Part of a data file:

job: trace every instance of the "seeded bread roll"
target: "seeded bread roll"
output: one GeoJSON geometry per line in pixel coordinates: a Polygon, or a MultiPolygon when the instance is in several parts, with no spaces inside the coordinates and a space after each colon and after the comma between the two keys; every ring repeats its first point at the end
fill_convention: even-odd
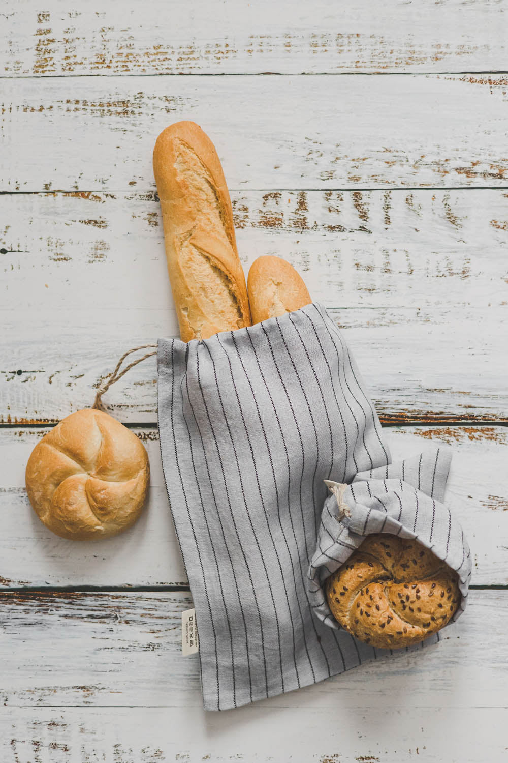
{"type": "Polygon", "coordinates": [[[398,649],[422,641],[458,607],[455,573],[416,540],[369,535],[325,584],[332,614],[360,641],[398,649]]]}
{"type": "Polygon", "coordinates": [[[252,323],[299,310],[312,301],[303,279],[281,257],[258,257],[249,270],[248,290],[252,323]]]}
{"type": "Polygon", "coordinates": [[[182,340],[250,326],[231,200],[213,143],[194,122],[177,122],[157,138],[153,168],[182,340]]]}
{"type": "Polygon", "coordinates": [[[141,513],[150,467],[133,432],[101,410],[62,419],[34,448],[27,493],[37,517],[62,538],[107,538],[141,513]]]}

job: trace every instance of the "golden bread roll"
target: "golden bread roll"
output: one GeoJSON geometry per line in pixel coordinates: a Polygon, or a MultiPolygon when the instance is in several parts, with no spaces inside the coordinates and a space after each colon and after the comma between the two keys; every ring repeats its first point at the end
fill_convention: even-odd
{"type": "Polygon", "coordinates": [[[460,601],[457,576],[416,540],[368,536],[326,581],[332,614],[360,641],[398,649],[449,621],[460,601]]]}
{"type": "Polygon", "coordinates": [[[150,467],[133,432],[108,414],[85,408],[36,445],[25,477],[41,522],[62,538],[88,540],[117,535],[136,522],[150,467]]]}
{"type": "Polygon", "coordinates": [[[250,326],[231,200],[213,143],[194,122],[177,122],[157,138],[153,168],[182,340],[250,326]]]}
{"type": "Polygon", "coordinates": [[[281,257],[258,257],[249,270],[248,291],[252,323],[275,318],[312,301],[303,279],[281,257]]]}

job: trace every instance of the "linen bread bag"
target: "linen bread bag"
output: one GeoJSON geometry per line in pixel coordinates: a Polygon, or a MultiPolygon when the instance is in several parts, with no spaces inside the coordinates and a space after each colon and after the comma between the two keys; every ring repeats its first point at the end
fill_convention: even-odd
{"type": "MultiPolygon", "coordinates": [[[[446,565],[460,588],[454,619],[465,606],[471,559],[443,503],[449,452],[391,463],[354,359],[325,307],[288,304],[284,314],[269,311],[273,317],[250,325],[219,159],[207,138],[201,150],[204,134],[188,125],[165,130],[154,154],[177,312],[182,336],[191,336],[158,340],[158,428],[196,609],[204,707],[225,710],[395,651],[366,643],[368,634],[355,637],[329,606],[327,581],[341,574],[366,536],[416,539],[429,556],[432,551],[436,570],[446,565]],[[176,200],[164,195],[168,188],[176,200]],[[222,254],[200,227],[212,227],[222,254]],[[196,276],[197,262],[211,291],[196,276]],[[190,268],[201,283],[196,289],[182,285],[190,268]]],[[[251,280],[253,314],[262,318],[254,307],[258,282],[251,287],[251,280]]],[[[276,278],[273,285],[279,295],[276,278]]],[[[391,593],[397,596],[395,588],[391,593]]]]}

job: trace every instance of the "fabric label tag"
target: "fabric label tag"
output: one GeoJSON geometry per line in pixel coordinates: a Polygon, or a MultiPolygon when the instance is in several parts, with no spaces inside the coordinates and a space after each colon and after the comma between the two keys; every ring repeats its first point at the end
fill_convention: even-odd
{"type": "Polygon", "coordinates": [[[182,657],[195,655],[200,651],[200,639],[196,627],[196,610],[182,612],[182,657]]]}

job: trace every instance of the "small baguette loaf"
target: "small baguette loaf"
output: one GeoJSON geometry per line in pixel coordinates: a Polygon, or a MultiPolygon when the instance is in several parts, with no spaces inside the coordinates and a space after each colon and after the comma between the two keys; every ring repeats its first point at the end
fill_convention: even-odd
{"type": "Polygon", "coordinates": [[[194,122],[171,124],[157,139],[153,167],[182,340],[250,326],[231,200],[212,141],[194,122]]]}
{"type": "Polygon", "coordinates": [[[281,257],[258,257],[249,270],[248,290],[252,323],[291,313],[312,301],[302,278],[281,257]]]}

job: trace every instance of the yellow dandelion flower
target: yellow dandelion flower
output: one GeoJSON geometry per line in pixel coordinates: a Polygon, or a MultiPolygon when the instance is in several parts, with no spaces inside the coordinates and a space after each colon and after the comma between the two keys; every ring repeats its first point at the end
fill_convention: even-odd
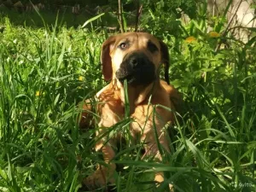
{"type": "Polygon", "coordinates": [[[36,92],[36,96],[40,96],[41,94],[40,94],[40,91],[39,90],[37,90],[37,92],[36,92]]]}
{"type": "Polygon", "coordinates": [[[210,32],[208,33],[208,35],[211,37],[211,38],[218,38],[220,36],[220,34],[217,32],[210,32]]]}
{"type": "Polygon", "coordinates": [[[185,39],[185,42],[187,42],[189,44],[195,42],[195,41],[196,41],[196,38],[194,36],[190,36],[185,39]]]}
{"type": "Polygon", "coordinates": [[[79,81],[83,81],[84,80],[84,77],[83,76],[79,76],[79,81]]]}

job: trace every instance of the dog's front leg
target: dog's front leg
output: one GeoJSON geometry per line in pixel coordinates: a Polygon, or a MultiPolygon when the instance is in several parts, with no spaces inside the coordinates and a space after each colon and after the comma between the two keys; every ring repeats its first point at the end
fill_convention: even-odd
{"type": "Polygon", "coordinates": [[[114,183],[113,173],[116,166],[111,162],[115,155],[114,151],[108,143],[102,146],[101,150],[106,165],[99,165],[96,172],[84,180],[84,184],[89,189],[95,189],[100,187],[107,188],[108,183],[114,183]]]}
{"type": "MultiPolygon", "coordinates": [[[[160,150],[170,152],[165,125],[172,120],[173,114],[163,108],[142,105],[136,108],[132,117],[135,121],[131,124],[131,129],[142,136],[141,140],[145,143],[145,155],[154,156],[158,162],[162,161],[160,150]]],[[[163,172],[156,172],[154,181],[162,183],[163,172]]],[[[171,184],[169,187],[170,189],[172,188],[171,184]]]]}
{"type": "Polygon", "coordinates": [[[110,110],[113,106],[110,102],[104,104],[100,108],[101,109],[101,120],[98,126],[101,127],[96,131],[96,138],[98,141],[96,143],[96,150],[102,151],[105,165],[99,165],[96,171],[84,180],[84,184],[89,188],[89,189],[95,189],[99,187],[107,188],[108,183],[113,183],[113,173],[115,172],[116,166],[112,162],[115,156],[113,147],[115,146],[115,138],[109,137],[110,127],[115,125],[119,120],[121,108],[118,108],[116,113],[110,110]]]}

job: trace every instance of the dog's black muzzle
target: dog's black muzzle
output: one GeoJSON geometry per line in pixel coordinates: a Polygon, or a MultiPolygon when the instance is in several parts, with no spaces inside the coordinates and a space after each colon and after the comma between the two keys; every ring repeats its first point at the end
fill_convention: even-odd
{"type": "Polygon", "coordinates": [[[133,52],[125,56],[115,75],[121,83],[126,79],[131,85],[146,85],[156,79],[154,63],[141,52],[133,52]]]}

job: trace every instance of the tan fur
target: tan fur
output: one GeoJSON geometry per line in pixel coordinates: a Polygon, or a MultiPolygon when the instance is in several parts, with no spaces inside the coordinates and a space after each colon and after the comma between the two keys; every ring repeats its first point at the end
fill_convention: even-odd
{"type": "MultiPolygon", "coordinates": [[[[158,70],[162,62],[168,62],[169,57],[166,45],[148,33],[143,32],[128,32],[110,37],[107,39],[102,49],[102,73],[106,80],[111,80],[110,83],[101,90],[96,95],[96,100],[98,102],[97,113],[100,116],[98,126],[101,129],[96,132],[101,136],[108,131],[108,128],[124,119],[125,116],[125,90],[123,84],[116,79],[115,72],[119,68],[123,59],[126,55],[132,51],[142,51],[154,63],[155,69],[158,70]],[[129,39],[129,49],[122,50],[118,46],[123,41],[129,39]],[[147,48],[147,42],[150,40],[158,48],[160,51],[152,53],[147,48]],[[164,47],[163,47],[164,46],[164,47]],[[165,49],[163,50],[163,49],[165,49]]],[[[166,63],[167,65],[168,63],[166,63]]],[[[159,76],[159,72],[155,72],[159,76]]],[[[166,139],[165,125],[174,122],[175,107],[178,106],[181,101],[180,96],[173,86],[166,82],[157,79],[148,85],[128,85],[128,98],[130,103],[130,114],[134,119],[131,123],[130,131],[132,136],[140,135],[141,141],[144,142],[145,151],[147,154],[154,155],[156,160],[161,160],[161,156],[157,147],[153,121],[156,126],[156,132],[159,141],[166,151],[170,151],[169,143],[166,139]],[[148,99],[150,105],[148,106],[148,99]],[[159,105],[159,107],[156,107],[159,105]],[[172,110],[166,110],[160,105],[167,107],[172,110]],[[155,117],[153,116],[154,108],[155,108],[155,117]]],[[[91,108],[90,104],[84,103],[82,113],[82,121],[84,122],[88,118],[88,111],[91,108]],[[84,118],[84,119],[83,119],[84,118]]],[[[80,124],[80,125],[86,124],[80,124]]],[[[106,143],[107,139],[102,138],[96,145],[96,150],[102,150],[103,158],[108,165],[99,166],[94,174],[84,180],[84,184],[90,189],[99,186],[106,186],[107,183],[113,183],[113,174],[115,170],[115,165],[111,162],[115,153],[112,148],[114,144],[114,138],[111,138],[106,143]]],[[[158,172],[155,175],[155,181],[162,182],[163,174],[158,172]]]]}

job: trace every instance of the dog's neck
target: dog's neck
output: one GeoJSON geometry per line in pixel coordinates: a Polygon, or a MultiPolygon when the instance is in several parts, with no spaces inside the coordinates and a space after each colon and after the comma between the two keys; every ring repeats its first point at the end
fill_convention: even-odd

Do this ::
Return the line that contains "job: trace every instance of the dog's neck" along with every line after it through the end of the entries, exactly, adding nothing.

Solution ::
job: trace every instance of the dog's neck
target: dog's neck
output: one GeoJSON geometry per line in pixel coordinates: a Polygon, or a MultiPolygon when the instance is in several parts, with no spaces inside the coordinates and a space after each colon and after the comma between the two keys; every ring repeats its first point at the end
fill_convention: even-odd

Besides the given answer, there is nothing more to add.